WHAT IS BEING ASKED: Report every line of the entries below that contains the word "green".

--- BEGIN RECORDS FOR THE TASK ---

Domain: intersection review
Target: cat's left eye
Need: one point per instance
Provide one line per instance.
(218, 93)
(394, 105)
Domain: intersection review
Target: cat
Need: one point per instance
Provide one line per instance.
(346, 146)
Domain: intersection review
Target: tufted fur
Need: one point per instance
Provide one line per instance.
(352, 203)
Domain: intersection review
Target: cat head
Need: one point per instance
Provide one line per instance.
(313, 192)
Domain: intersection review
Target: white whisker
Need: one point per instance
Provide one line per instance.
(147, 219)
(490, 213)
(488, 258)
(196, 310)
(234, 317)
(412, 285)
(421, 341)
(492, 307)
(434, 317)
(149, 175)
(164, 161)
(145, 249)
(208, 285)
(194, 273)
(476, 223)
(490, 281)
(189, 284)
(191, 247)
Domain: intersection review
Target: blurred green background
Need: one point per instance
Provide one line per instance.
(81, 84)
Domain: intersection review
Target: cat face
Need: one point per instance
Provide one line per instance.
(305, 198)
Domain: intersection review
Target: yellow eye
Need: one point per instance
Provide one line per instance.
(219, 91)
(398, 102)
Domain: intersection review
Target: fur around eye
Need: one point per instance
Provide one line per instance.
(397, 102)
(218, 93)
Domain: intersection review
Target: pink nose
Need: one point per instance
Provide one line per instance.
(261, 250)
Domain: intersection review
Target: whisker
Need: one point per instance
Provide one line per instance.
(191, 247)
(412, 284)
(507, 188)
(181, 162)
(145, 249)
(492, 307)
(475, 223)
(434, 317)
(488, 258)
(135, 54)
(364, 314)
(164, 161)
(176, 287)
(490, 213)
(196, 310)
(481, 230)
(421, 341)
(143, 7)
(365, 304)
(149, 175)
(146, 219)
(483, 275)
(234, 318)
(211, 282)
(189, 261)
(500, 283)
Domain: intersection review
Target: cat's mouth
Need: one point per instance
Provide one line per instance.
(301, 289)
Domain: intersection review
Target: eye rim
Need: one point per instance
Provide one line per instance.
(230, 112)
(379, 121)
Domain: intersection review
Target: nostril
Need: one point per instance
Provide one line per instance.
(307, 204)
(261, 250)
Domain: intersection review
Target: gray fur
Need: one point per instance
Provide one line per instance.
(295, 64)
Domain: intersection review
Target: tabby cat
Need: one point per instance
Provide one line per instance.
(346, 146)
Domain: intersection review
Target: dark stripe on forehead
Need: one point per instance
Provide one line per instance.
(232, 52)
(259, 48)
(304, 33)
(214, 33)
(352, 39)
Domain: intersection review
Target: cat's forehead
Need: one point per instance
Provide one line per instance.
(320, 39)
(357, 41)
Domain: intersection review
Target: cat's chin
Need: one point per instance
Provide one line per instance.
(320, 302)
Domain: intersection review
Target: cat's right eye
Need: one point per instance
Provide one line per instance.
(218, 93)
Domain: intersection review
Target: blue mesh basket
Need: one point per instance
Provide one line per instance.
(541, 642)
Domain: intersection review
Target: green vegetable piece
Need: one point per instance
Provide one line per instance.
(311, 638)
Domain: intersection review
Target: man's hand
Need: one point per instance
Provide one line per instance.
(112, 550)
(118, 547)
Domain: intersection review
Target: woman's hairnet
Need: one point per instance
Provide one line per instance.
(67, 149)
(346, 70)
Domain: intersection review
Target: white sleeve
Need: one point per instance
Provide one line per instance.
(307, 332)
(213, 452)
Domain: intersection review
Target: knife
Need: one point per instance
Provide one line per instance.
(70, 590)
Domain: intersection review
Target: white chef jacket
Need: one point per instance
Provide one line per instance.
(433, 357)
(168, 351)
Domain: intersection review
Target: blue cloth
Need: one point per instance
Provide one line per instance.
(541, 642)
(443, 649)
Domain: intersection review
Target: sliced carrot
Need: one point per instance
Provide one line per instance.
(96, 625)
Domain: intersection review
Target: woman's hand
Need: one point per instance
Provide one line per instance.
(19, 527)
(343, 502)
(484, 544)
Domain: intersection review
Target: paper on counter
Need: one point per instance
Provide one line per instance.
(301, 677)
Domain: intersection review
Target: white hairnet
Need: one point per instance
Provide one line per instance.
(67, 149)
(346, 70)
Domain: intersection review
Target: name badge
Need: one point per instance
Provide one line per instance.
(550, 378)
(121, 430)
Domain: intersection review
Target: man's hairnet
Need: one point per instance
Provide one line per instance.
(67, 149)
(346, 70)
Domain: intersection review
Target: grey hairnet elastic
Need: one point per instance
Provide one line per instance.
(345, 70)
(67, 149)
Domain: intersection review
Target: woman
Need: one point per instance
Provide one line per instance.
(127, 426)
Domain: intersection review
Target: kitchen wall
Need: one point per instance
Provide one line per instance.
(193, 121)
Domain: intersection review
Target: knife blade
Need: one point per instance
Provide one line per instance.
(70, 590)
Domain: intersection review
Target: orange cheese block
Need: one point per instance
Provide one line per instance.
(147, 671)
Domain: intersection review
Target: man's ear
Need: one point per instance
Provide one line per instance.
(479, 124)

--- END RECORDS FOR THE TASK ---

RESPONSE FOR THIS EXERCISE:
Target: blurred green background
Target: green vegetable piece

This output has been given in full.